*** Opening of Records provided ***

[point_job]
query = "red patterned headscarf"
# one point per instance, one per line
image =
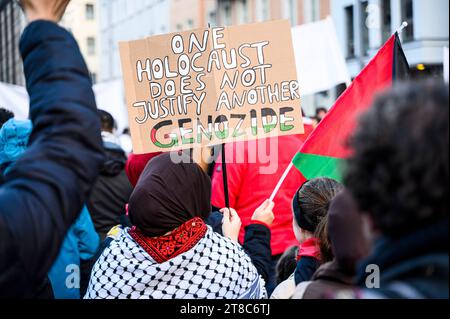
(169, 194)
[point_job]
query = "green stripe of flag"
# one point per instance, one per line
(313, 166)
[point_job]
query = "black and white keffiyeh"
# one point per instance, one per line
(215, 268)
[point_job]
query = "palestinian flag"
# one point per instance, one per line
(323, 153)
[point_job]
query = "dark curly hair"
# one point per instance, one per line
(5, 115)
(399, 170)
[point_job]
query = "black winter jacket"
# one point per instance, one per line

*** Close of Records provided ***

- To do: Would you return the records exactly, keeping out every picture?

- Written solution:
[point_job]
query = "red patterned headscarf"
# one point per instance, one per line
image =
(169, 194)
[point_job]
query = "green stripe of flag"
# one point per instance, one per line
(313, 166)
[point_job]
query = "black and white keffiyeh"
# one point per instance, one per line
(215, 268)
[point_job]
query = "palestinian flag"
# one point per instance, one per line
(323, 153)
[point_job]
query = "dark curly hair"
# one point per instance, one per line
(5, 115)
(399, 170)
[point_job]
query = "black winter jacket"
# one point per instance, one per line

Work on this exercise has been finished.